> [Material shown]
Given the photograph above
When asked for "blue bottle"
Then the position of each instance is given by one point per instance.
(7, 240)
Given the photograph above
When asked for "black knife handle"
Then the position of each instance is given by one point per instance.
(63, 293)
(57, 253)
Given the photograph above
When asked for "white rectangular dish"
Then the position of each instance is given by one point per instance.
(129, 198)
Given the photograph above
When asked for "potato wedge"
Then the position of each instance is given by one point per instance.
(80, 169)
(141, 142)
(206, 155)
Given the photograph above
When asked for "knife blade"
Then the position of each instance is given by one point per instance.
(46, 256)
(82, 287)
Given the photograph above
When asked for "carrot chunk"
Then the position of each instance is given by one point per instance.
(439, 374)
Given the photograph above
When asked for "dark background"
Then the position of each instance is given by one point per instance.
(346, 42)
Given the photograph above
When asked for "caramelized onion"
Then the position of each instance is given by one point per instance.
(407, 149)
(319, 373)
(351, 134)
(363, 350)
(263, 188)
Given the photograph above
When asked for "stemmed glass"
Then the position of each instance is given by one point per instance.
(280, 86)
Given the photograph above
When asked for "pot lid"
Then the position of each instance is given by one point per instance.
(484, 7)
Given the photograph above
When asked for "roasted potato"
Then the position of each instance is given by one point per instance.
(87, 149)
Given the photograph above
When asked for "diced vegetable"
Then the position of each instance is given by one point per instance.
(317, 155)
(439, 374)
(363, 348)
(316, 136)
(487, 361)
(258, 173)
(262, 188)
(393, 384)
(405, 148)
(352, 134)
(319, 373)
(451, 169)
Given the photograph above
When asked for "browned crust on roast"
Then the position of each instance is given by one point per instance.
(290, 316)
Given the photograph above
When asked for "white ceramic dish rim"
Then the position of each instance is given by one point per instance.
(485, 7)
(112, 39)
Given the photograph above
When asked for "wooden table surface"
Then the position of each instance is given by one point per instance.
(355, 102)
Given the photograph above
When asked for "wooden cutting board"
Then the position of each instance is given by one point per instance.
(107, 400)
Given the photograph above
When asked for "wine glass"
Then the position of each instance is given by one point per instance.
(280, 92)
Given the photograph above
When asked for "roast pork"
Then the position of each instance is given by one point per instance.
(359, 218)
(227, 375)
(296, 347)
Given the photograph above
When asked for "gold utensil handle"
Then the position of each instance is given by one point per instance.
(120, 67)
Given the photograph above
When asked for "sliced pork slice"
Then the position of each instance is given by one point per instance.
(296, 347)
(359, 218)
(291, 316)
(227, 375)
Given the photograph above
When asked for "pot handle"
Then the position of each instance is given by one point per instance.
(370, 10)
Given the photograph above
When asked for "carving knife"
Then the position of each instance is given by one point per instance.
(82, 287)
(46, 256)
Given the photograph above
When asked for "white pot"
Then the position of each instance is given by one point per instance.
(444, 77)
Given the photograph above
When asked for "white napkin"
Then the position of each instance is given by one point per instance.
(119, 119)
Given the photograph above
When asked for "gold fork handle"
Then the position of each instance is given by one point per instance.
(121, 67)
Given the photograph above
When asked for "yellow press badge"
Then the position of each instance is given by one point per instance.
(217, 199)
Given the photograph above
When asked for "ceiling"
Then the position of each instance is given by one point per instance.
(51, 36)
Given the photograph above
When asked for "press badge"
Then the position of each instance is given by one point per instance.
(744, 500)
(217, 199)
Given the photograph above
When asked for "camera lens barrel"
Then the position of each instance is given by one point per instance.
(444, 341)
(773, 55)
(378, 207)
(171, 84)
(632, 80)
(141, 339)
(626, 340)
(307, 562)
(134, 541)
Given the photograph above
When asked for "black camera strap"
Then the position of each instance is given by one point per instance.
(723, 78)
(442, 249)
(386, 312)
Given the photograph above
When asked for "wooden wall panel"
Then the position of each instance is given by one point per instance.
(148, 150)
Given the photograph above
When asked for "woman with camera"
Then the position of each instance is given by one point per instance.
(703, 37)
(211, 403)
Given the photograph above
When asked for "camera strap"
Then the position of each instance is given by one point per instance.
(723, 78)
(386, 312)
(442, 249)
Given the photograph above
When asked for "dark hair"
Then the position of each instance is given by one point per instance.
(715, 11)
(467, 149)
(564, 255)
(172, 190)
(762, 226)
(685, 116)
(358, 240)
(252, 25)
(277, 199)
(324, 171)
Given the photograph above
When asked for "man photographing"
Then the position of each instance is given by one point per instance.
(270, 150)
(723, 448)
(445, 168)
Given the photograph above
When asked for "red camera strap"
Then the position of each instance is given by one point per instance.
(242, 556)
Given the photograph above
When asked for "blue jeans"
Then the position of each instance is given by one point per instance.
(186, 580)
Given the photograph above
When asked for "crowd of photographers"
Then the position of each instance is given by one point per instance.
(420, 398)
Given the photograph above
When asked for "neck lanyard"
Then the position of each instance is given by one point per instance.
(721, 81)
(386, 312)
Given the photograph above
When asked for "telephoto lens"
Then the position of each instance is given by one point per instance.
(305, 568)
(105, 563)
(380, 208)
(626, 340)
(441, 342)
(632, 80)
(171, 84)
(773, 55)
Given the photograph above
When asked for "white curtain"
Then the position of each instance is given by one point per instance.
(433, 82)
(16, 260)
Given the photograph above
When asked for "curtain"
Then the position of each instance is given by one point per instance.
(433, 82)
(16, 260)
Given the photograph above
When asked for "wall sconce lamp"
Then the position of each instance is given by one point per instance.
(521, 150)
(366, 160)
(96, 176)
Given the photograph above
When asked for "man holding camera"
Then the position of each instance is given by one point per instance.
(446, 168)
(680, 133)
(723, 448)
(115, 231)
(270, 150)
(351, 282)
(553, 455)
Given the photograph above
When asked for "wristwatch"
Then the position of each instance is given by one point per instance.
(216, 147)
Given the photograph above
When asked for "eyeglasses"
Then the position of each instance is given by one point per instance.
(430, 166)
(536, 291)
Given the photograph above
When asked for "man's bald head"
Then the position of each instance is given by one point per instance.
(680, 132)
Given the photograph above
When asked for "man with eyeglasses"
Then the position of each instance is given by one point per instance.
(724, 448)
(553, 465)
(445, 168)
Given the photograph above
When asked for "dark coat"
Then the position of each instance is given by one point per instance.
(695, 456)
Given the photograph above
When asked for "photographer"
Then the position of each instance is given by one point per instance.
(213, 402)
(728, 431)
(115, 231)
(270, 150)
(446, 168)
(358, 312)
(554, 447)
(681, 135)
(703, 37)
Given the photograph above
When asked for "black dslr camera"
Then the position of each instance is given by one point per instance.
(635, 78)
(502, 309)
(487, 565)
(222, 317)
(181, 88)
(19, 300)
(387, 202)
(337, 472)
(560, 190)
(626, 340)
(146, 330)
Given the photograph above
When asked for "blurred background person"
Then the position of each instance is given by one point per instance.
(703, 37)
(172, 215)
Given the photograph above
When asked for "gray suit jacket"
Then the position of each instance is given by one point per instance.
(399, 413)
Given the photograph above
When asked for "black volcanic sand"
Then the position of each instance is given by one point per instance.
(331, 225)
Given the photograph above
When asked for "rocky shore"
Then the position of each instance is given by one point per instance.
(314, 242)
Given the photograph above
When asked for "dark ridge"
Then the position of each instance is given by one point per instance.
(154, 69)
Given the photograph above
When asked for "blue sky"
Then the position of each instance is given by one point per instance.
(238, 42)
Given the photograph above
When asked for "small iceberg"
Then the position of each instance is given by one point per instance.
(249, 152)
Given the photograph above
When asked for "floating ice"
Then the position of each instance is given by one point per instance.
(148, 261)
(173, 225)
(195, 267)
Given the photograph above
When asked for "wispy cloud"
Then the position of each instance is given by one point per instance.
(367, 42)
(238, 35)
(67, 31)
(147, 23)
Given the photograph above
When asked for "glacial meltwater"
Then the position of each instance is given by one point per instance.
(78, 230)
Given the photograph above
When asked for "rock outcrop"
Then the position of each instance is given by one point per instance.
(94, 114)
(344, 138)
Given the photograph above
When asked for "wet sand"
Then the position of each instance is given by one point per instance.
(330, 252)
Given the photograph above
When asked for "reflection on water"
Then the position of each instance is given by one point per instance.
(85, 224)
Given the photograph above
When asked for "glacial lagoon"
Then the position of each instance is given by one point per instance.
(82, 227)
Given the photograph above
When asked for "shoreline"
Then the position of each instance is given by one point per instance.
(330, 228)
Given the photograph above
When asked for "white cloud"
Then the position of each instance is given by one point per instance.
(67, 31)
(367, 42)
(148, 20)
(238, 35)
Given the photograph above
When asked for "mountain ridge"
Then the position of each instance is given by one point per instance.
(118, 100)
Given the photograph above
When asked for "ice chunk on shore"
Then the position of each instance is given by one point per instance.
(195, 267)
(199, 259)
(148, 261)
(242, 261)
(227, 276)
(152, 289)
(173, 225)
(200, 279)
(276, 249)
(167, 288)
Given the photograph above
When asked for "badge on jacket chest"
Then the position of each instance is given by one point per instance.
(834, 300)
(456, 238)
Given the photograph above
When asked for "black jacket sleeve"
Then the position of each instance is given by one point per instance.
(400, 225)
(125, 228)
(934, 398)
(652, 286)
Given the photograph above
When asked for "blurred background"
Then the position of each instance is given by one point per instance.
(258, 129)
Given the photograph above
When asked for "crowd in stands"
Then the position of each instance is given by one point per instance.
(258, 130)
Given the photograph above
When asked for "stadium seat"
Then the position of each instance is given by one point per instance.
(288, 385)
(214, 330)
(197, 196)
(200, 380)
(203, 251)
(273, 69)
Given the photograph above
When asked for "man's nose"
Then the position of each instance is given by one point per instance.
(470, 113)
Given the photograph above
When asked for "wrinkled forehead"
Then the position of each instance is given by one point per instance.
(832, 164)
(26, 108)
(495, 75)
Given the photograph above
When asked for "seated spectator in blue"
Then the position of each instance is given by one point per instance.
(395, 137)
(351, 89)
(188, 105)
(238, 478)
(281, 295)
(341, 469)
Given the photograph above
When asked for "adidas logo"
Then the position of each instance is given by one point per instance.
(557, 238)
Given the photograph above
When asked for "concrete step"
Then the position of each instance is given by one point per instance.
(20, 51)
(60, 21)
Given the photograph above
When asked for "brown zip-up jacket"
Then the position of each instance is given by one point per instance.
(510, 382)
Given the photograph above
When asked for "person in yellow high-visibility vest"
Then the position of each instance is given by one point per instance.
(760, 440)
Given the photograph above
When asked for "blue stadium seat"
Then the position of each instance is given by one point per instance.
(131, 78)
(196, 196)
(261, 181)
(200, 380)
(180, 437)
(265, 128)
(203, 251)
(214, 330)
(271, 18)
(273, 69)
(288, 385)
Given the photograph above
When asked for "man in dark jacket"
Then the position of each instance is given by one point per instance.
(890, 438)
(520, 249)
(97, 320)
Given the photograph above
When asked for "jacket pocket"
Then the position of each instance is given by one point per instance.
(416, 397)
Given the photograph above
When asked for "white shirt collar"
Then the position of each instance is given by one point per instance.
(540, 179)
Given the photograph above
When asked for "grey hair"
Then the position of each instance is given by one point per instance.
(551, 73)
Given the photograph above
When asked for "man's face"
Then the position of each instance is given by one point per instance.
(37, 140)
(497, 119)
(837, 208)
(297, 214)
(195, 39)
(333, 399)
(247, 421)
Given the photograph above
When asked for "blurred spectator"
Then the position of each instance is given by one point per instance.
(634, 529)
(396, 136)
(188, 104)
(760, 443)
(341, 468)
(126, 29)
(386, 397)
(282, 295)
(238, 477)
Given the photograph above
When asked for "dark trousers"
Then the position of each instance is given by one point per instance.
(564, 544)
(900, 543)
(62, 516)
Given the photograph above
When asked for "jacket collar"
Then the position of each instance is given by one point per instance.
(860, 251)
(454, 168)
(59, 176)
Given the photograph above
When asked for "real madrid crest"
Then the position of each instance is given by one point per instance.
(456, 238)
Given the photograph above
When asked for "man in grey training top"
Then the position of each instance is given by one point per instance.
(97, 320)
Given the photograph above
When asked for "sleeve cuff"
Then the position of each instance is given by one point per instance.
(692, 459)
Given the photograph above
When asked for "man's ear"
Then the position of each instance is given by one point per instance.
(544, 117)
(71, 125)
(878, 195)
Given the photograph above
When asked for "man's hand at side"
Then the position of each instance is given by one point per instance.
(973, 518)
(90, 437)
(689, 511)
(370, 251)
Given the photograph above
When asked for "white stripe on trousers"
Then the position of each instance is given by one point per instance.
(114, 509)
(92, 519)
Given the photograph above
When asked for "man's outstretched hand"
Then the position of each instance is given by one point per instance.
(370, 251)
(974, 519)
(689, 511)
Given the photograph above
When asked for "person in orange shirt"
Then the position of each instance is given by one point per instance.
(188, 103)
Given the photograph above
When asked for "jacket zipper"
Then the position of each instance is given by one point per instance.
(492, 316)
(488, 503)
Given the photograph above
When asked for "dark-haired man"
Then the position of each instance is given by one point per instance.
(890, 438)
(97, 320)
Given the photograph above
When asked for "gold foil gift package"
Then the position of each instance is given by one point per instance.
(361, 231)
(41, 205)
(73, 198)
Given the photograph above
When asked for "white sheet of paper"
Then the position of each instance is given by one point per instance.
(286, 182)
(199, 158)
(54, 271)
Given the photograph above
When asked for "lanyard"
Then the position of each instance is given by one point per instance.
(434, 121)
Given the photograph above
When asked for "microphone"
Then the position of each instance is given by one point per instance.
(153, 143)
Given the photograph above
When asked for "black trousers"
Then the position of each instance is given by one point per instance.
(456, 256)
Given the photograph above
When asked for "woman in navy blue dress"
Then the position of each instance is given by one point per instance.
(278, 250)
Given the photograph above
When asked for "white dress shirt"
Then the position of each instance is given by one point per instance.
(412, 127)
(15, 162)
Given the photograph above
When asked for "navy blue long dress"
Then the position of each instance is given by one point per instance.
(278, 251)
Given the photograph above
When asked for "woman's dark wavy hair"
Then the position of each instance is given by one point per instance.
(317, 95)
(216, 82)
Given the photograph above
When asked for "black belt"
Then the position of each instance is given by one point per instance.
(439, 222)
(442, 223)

> [What to work on]
Find the lines above that contain the word "jacket" and copy each one.

> [Exercise result]
When asked for "gray suit jacket"
When asked for "badge on jacket chest"
When asked for "black jacket sleeve"
When asked for "brown zip-up jacket"
When asked for "man in dark jacket"
When asked for "jacket pocket"
When asked for "jacket collar"
When asked for "jacket zipper"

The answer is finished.